*WHAT THE TASK ASKS*: Whatever the listing holds, output it without alteration.

*EXCERPTED RECORDS*:

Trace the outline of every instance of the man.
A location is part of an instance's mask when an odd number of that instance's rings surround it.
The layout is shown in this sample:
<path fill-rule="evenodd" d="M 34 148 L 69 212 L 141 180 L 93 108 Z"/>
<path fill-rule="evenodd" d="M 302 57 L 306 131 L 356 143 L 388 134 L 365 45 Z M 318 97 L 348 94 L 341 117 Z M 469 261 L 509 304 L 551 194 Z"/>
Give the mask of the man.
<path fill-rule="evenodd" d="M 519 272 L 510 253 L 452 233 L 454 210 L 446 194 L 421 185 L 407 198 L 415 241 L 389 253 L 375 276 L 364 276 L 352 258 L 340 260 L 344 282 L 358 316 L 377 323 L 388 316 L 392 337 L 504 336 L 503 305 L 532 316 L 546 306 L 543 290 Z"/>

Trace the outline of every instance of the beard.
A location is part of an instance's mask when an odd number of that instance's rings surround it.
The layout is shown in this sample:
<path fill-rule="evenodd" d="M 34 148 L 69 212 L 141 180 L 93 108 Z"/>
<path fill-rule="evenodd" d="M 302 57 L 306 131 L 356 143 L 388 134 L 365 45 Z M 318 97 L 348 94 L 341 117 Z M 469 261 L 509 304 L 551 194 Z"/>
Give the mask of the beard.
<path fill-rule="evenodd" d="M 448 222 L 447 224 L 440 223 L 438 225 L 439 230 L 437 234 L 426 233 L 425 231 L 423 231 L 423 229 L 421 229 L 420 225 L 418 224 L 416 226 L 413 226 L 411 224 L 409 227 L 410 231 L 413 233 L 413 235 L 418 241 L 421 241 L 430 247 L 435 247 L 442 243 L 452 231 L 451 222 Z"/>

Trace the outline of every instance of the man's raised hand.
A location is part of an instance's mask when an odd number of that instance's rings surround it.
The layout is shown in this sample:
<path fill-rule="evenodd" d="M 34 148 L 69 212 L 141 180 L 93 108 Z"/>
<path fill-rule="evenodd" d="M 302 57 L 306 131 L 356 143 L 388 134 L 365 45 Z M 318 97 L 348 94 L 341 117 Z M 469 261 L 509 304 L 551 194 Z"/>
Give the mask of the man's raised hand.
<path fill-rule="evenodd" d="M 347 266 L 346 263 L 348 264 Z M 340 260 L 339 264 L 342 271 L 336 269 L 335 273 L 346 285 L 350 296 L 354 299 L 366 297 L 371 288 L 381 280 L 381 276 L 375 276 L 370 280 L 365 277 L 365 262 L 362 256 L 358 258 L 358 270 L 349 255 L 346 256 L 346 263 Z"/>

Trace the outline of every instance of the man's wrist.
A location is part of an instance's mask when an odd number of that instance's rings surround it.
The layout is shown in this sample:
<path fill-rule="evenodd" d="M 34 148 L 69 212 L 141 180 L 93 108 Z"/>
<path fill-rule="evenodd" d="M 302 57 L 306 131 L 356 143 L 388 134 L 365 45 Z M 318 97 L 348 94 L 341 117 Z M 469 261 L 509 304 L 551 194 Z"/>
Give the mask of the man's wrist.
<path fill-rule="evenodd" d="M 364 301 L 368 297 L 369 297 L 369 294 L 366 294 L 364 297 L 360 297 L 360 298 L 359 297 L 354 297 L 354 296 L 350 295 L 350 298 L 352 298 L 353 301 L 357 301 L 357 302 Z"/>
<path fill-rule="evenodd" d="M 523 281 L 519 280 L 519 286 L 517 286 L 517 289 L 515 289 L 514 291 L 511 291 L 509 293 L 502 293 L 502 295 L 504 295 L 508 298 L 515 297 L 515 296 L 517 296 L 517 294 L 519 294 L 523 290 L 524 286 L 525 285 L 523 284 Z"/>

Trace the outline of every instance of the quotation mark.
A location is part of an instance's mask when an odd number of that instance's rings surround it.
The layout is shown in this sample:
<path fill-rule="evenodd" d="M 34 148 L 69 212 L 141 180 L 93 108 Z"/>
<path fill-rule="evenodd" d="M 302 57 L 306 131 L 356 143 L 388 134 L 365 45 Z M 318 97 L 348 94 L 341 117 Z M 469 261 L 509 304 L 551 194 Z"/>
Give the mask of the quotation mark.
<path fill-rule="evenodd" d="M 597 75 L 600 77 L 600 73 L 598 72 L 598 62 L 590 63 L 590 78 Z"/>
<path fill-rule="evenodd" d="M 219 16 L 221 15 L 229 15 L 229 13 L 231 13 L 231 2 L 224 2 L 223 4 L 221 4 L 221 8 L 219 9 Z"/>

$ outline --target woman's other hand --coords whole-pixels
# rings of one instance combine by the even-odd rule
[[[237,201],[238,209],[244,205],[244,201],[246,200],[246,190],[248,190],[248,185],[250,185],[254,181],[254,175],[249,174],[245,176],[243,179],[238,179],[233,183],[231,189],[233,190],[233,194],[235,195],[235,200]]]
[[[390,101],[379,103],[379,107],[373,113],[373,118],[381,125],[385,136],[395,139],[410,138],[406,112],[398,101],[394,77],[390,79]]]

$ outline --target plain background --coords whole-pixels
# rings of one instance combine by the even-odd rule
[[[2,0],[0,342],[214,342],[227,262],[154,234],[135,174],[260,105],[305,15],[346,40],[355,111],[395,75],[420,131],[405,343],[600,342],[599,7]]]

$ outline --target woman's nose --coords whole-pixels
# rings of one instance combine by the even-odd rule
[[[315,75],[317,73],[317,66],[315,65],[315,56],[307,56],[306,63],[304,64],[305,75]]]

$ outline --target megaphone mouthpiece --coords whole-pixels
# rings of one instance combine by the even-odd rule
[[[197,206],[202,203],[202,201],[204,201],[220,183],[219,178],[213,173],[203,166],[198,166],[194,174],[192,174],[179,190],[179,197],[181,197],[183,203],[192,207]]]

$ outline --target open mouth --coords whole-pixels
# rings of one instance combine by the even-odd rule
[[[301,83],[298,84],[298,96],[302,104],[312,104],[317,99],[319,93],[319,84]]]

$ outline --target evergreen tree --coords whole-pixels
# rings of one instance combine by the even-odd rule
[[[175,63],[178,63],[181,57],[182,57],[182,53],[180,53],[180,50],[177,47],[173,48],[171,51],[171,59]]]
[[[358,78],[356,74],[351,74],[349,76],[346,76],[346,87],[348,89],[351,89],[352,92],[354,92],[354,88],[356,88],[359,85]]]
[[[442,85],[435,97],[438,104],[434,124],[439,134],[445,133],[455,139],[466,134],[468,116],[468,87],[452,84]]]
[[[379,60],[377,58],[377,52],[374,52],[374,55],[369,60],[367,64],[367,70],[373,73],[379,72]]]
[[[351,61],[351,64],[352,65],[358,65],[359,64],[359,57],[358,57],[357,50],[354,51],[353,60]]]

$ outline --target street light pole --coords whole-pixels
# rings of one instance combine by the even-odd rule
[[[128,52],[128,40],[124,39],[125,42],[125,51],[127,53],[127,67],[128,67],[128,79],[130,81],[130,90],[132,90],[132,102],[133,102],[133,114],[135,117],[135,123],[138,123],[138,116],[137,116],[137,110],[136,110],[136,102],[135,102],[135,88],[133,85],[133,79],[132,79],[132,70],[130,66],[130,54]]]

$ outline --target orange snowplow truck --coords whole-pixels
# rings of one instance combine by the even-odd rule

*PROBLEM SOLUTION*:
Trace the outline of every instance of the man.
A location is part of an instance's mask when an odd number of that instance's rings surround it.
The layout is shown in this sample:
<path fill-rule="evenodd" d="M 34 148 L 69 212 L 141 180 L 93 108 Z"/>
<path fill-rule="evenodd" d="M 302 57 L 306 131 L 356 143 L 388 134 L 365 45 Z M 318 97 L 348 94 L 341 117 Z M 469 261 L 509 304 L 551 194 Z"/>
Give the mask of the man.
<path fill-rule="evenodd" d="M 519 272 L 510 253 L 452 233 L 454 210 L 446 194 L 421 185 L 407 198 L 415 241 L 389 253 L 375 276 L 364 276 L 352 258 L 340 260 L 344 282 L 358 316 L 377 323 L 388 316 L 392 337 L 504 336 L 503 305 L 532 316 L 546 306 L 543 290 Z"/>

Trace the outline of every instance of the beard.
A location is part of an instance's mask when an odd number of that instance's rings surround it.
The layout is shown in this sample:
<path fill-rule="evenodd" d="M 34 148 L 69 212 L 141 180 L 93 108 Z"/>
<path fill-rule="evenodd" d="M 302 57 L 306 131 L 356 143 L 388 134 L 365 45 Z M 318 97 L 348 94 L 341 117 Z M 469 261 L 509 304 L 551 194 Z"/>
Give the mask of the beard.
<path fill-rule="evenodd" d="M 448 222 L 447 224 L 440 223 L 438 225 L 439 230 L 437 234 L 426 233 L 425 231 L 423 231 L 423 229 L 421 229 L 420 225 L 418 224 L 416 226 L 413 226 L 411 224 L 409 227 L 410 231 L 413 233 L 413 235 L 418 241 L 421 241 L 430 247 L 435 247 L 442 243 L 452 231 L 451 222 Z"/>

Trace the outline of every instance of the man's raised hand.
A location is part of an instance's mask when an odd number of that instance's rings surround it.
The layout is shown in this sample:
<path fill-rule="evenodd" d="M 34 148 L 69 212 L 141 180 L 93 108 Z"/>
<path fill-rule="evenodd" d="M 302 57 L 306 131 L 356 143 L 388 134 L 365 45 Z M 318 97 L 348 94 L 341 117 Z M 469 261 L 509 304 L 551 194 Z"/>
Give the mask of the man's raised hand.
<path fill-rule="evenodd" d="M 347 266 L 346 263 L 348 264 Z M 340 260 L 339 264 L 342 271 L 336 269 L 335 273 L 346 285 L 350 296 L 354 299 L 366 297 L 371 288 L 381 280 L 381 276 L 375 276 L 370 280 L 365 277 L 365 262 L 362 256 L 358 258 L 358 270 L 349 255 L 346 256 L 346 263 Z"/>

Trace the outline of every instance of the man's wrist.
A location is part of an instance's mask when an odd number of that instance's rings surround it.
The layout is shown in this sample:
<path fill-rule="evenodd" d="M 34 148 L 69 212 L 141 180 L 93 108 Z"/>
<path fill-rule="evenodd" d="M 302 57 L 306 131 L 356 143 L 388 134 L 365 45 Z M 318 97 L 348 94 L 341 117 Z M 469 261 L 509 304 L 551 194 Z"/>
Give the mask of the man's wrist.
<path fill-rule="evenodd" d="M 364 301 L 368 297 L 369 297 L 369 294 L 366 294 L 364 297 L 360 297 L 360 298 L 359 297 L 354 297 L 354 296 L 350 295 L 350 298 L 352 298 L 353 301 L 357 301 L 357 302 Z"/>
<path fill-rule="evenodd" d="M 523 281 L 519 280 L 519 286 L 517 286 L 517 289 L 515 289 L 514 291 L 511 291 L 509 293 L 502 293 L 502 295 L 504 295 L 508 298 L 515 297 L 515 296 L 517 296 L 517 294 L 519 294 L 523 290 L 524 286 L 525 285 L 523 284 Z"/>

Trace the outline of every instance of the quotation mark.
A location is part of an instance's mask when an odd number of that instance's rings surround it.
The layout is shown in this sample:
<path fill-rule="evenodd" d="M 34 148 L 69 212 L 141 180 L 93 108 Z"/>
<path fill-rule="evenodd" d="M 302 57 L 306 131 L 356 143 L 388 134 L 365 45 Z M 318 97 L 348 94 L 341 117 Z M 469 261 L 509 304 L 551 194 Z"/>
Give the mask of the quotation mark.
<path fill-rule="evenodd" d="M 597 75 L 600 77 L 600 73 L 598 72 L 598 62 L 590 63 L 590 78 Z"/>
<path fill-rule="evenodd" d="M 219 16 L 221 15 L 229 15 L 229 13 L 231 13 L 231 2 L 224 2 L 223 4 L 221 4 L 221 8 L 219 9 Z"/>

$ outline --target woman's other hand --coords whole-pixels
# rings of one instance combine by the even-odd rule
[[[237,201],[238,209],[244,205],[244,201],[246,200],[246,190],[248,190],[248,185],[250,185],[254,181],[254,175],[249,174],[245,176],[243,179],[238,179],[233,183],[231,189],[233,190],[233,194],[235,195],[235,200]]]
[[[390,101],[379,103],[379,107],[373,113],[373,118],[381,125],[385,136],[395,139],[410,138],[406,112],[398,101],[394,77],[390,79]]]

$ outline --target plain background --coords whole-pixels
# rings of one instance combine by the even-odd rule
[[[2,0],[0,342],[214,342],[227,262],[154,234],[135,174],[260,105],[305,15],[346,40],[355,111],[395,75],[420,131],[405,343],[600,342],[599,7]]]

$ outline --target woman's nose --coords whole-pixels
# rings of one instance combine by the even-odd rule
[[[315,75],[317,73],[317,66],[315,65],[315,56],[307,56],[306,63],[304,64],[305,75]]]

$ outline --target megaphone mouthpiece --coords whole-pixels
# rings of one instance combine by the even-odd rule
[[[197,206],[202,203],[202,201],[204,201],[220,183],[219,178],[213,173],[203,166],[198,166],[194,174],[192,174],[179,190],[179,197],[181,197],[183,203],[192,207]]]

$ outline --target open mouth --coords whole-pixels
# rings of one instance combine by the even-odd rule
[[[301,83],[298,84],[298,96],[302,104],[312,104],[317,99],[319,93],[319,84]]]

$ outline --target evergreen tree --coords whole-pixels
# rings of one instance combine by the even-odd rule
[[[175,63],[178,63],[181,57],[182,57],[182,53],[180,53],[180,50],[177,47],[173,48],[171,51],[171,59]]]
[[[358,78],[356,74],[351,74],[349,76],[346,76],[346,87],[348,89],[351,89],[352,92],[354,92],[354,88],[356,88],[359,85]]]
[[[442,85],[435,97],[438,104],[434,124],[439,134],[445,133],[455,139],[466,134],[468,116],[468,87],[452,84]]]
[[[379,60],[377,58],[377,52],[374,52],[374,55],[369,60],[367,64],[367,70],[373,73],[379,72]]]
[[[351,61],[351,64],[352,65],[358,65],[359,64],[359,57],[358,57],[357,50],[354,51],[353,60]]]

$ outline --target street light pole --coords whole-pixels
# rings of one instance combine by the even-odd rule
[[[128,52],[128,40],[124,39],[125,42],[125,51],[127,53],[127,67],[128,67],[128,79],[130,81],[130,90],[132,90],[132,102],[133,102],[133,114],[135,117],[135,123],[138,123],[138,116],[137,116],[137,110],[136,110],[136,102],[135,102],[135,88],[133,85],[133,79],[132,79],[132,70],[130,66],[130,54]]]

$ outline --target orange snowplow truck --coords whole-pixels
# rings of one instance combine by the even-odd rule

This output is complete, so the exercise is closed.